Retype all of the data below verbatim, line for line, altering, adding, and omitting nothing.

──────── Records for the exercise

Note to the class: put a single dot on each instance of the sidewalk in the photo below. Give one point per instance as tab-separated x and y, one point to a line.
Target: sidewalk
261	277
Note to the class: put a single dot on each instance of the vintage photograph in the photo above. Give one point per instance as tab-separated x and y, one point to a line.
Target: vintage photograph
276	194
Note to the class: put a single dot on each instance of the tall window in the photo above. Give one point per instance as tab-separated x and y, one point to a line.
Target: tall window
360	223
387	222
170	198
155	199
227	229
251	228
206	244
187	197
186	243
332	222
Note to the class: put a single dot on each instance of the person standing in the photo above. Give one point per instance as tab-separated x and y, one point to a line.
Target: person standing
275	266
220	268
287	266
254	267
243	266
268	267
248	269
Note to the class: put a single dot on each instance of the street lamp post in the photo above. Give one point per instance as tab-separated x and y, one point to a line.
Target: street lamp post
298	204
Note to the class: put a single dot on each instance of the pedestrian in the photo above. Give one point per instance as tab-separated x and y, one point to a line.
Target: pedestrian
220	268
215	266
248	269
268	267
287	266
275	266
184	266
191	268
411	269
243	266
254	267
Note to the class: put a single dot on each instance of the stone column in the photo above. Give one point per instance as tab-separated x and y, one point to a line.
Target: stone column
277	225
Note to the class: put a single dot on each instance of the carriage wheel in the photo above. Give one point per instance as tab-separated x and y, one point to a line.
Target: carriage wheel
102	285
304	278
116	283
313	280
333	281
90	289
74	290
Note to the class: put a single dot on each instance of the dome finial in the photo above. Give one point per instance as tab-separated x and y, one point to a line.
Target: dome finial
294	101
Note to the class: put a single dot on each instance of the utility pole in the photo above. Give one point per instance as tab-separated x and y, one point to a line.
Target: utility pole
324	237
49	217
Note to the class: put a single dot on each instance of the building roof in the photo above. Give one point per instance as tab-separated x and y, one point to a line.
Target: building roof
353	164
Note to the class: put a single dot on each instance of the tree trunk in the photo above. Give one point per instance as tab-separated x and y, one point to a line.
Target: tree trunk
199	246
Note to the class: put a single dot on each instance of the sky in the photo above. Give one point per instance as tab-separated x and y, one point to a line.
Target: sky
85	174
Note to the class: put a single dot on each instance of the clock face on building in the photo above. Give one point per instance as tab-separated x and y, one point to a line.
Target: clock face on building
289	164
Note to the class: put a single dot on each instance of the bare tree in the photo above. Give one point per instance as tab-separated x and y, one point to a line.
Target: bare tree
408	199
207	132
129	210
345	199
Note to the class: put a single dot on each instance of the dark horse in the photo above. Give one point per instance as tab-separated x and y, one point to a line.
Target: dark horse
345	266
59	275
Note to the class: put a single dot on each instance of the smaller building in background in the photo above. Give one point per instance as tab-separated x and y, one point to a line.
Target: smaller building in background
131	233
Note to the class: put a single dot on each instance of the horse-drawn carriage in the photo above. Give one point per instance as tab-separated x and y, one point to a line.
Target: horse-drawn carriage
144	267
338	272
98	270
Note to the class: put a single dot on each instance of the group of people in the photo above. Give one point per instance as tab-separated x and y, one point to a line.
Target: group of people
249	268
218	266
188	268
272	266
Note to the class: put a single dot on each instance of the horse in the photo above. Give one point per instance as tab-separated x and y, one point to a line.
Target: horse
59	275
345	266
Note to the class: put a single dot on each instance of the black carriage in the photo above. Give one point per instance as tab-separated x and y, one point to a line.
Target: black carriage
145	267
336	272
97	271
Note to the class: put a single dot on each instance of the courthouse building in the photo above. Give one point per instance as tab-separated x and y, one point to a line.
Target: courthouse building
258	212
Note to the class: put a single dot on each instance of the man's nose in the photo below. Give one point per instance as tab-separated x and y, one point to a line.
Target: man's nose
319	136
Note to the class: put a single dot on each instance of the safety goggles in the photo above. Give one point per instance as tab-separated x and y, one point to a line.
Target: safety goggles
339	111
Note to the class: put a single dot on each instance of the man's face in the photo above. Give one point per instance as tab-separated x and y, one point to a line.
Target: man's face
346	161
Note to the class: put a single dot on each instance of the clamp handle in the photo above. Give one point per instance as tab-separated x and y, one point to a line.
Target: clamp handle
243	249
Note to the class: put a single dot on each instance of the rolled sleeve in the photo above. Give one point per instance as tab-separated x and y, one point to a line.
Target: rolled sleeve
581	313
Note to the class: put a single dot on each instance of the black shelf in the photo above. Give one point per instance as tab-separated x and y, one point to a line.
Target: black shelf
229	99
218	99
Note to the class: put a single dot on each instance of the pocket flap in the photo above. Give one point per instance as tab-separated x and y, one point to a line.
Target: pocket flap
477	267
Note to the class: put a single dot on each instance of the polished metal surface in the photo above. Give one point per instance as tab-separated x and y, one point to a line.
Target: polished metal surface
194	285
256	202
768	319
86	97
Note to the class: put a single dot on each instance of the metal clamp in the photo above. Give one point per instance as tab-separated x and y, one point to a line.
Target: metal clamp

────────────────

● **Written answer**
Note to the class: put a single dot on each instance of the sidewalk in the photo below. Give one point per instance as tab-separated x and y, one point to a line.
Target: sidewalk
261	277
Note to the class: put a single dot on each instance of the vintage photograph in the photo above. Give one point per instance as tab-separated x and y, one point to a line.
Target: vintage photograph
276	194
Note to the class: put a single dot on each instance of the tall window in the photo above. Give one point per instance as tab-separated x and y, one point to a line.
Target: tall window
360	223
387	222
170	198
155	199
227	229
251	228
206	244
187	197
186	243
332	222
Note to the class: put a single dot on each instance of the person standing in the photo above. Give one point per instance as tab-separated x and y, one point to a line.
Target: person standing
275	266
220	268
287	266
254	267
243	266
268	267
248	269
Note to the class: put a single dot on each instance of the street lamp post in the photo above. Give one point per instance as tab-separated x and y, one point to a line.
Target: street lamp post
298	204
Note to the class: put a single dot on each instance of the pedestrian in the photo above. Give one point per instance as tab-separated x and y, one point to a line.
Target: pedestrian
220	268
215	266
248	269
268	267
287	266
275	266
184	266
191	268
411	269
243	266
254	267
Note to the class: put a single dot on each instance of the stone column in the photo above. Give one point per instance as tab-separated x and y, one point to a line.
Target: stone column
277	225
Note to the class: put a single dot on each instance of the carriage wheel in the photo above. Give one point per instance as tab-separated x and y, one point to a line.
Target: carriage wheel
102	285
304	278
116	283
313	280
333	281
90	289
74	290
Note to the class: put a single dot on each instance of the dome finial in the photo above. Give one point per instance as tab-separated x and y, one point to a line.
Target: dome finial
294	101
Note to the class: put a single dot on each instance of the utility pole in the photo above. Give one point per instance as tab-separated x and y, one point to a line.
Target: utility pole
324	237
49	217
Note to the class: put a single dot on each instance of the building roof in the photo above. Give one point per instance as tab-separated x and y, one point to a line.
Target: building roof
353	164
Note to the class: put a single dot on each instance of the tree trunk in the photo above. Give one point per instance as tab-separated x and y, one point to a line.
Target: tree trunk
199	246
Note to the class: put a single dot on each instance of the sky in the photo above. Give one point per instance as tab-separated x and y, one point to a line.
Target: sky
85	174
Note to the class: put a single dot on each instance of the clock face on building in the photo above. Give one point per instance as tab-separated x and y, one point to a line.
Target: clock face on building
289	164
Note to the class: put a single dot on each instance of the bare tree in the photo above. Give one point per instance as tab-separated x and y, one point to a line.
Target: bare tree
408	199
207	132
129	210
345	199
Note to the class: put a single dot on each instance of the dark horse in the photo above. Give one point per instance as tab-separated x and y, one point to a line.
Target: dark horse
345	266
59	275
Note to the class: put a single dot on each instance of the smaller building in background in the photo above. Give one point per instance as tab-separated x and y, one point to a line.
Target: smaller building in background
131	233
Note to the class: put a single dot on each instance of the horse-drawn carriage in the photo above. Give one point per instance as tab-separated x and y, one point to a line.
Target: horse-drawn carriage
144	267
338	272
98	270
Note to the class: put a single dot on each instance of the group of people in the photo above. Give one point per instance as tab-separated x and y, one point to a line.
Target: group of people
249	268
218	266
188	268
272	266
Note to the class: put a single dot on each instance of the horse in the photo above. Give one point per instance as tab-separated x and y, one point to a line.
Target: horse
59	275
345	266
Note to the class: put a single dot on each instance of the black carriage in the photo above. Give one point per instance as tab-separated x and y, one point to a line.
Target: black carriage
145	267
336	272
97	271
Note to the class: put a single dot on each instance of the courthouse building in the photo above. Give one point per instance as tab-separated x and y, one point to a line.
Target: courthouse building
258	212
Note to the class: put a single dot on each instance of the man's nose in the photo below. Give one point per instance as tab-separated x and y, one point to a line.
Target: man's nose
319	136
Note to the class: put a single dot on each instance of the safety goggles in the photo above. Give one point per instance as tab-separated x and y, one point to a line.
Target: safety goggles
339	111
Note to the class: put a single dot on each instance of the man's face in the photo above. Give one point per instance as tab-separated x and y, one point to a line.
Target: man's face
346	161
Note to the class: put a single dot on each instance of the clamp handle in the photo above. Give one point per instance as tab-separated x and y, one point to a line.
Target: clamp handle
243	249
Note to the class: put a single dot on each instance of the rolled sleeve in the photo above. Give one point per instance as tab-separated x and y, one point to a line.
Target: rolled sleeve
581	313
Note to the class: put a single dot on each instance of the black shelf in the photo above. Give one point per instance as tab-separated x and y, one point to a line.
Target: black shelf
229	99
218	99
Note to the class: put a single dot on each instance of the pocket flap in the photo above. Give one point per instance as tab-separated x and y, one point to a line.
Target: pocket flap
477	267
Note to the class: put a single dot on each instance of the polished metal surface in the photo above. Give one point per instance as tab-separated x and y, one point to a line.
Target: polished metal surface
194	285
256	202
768	319
86	97
Note to the class: put a single dot on each instance of the metal clamp in the photo above. Give one point per instance as tab-separated x and y, one point to a line.
Target: metal clamp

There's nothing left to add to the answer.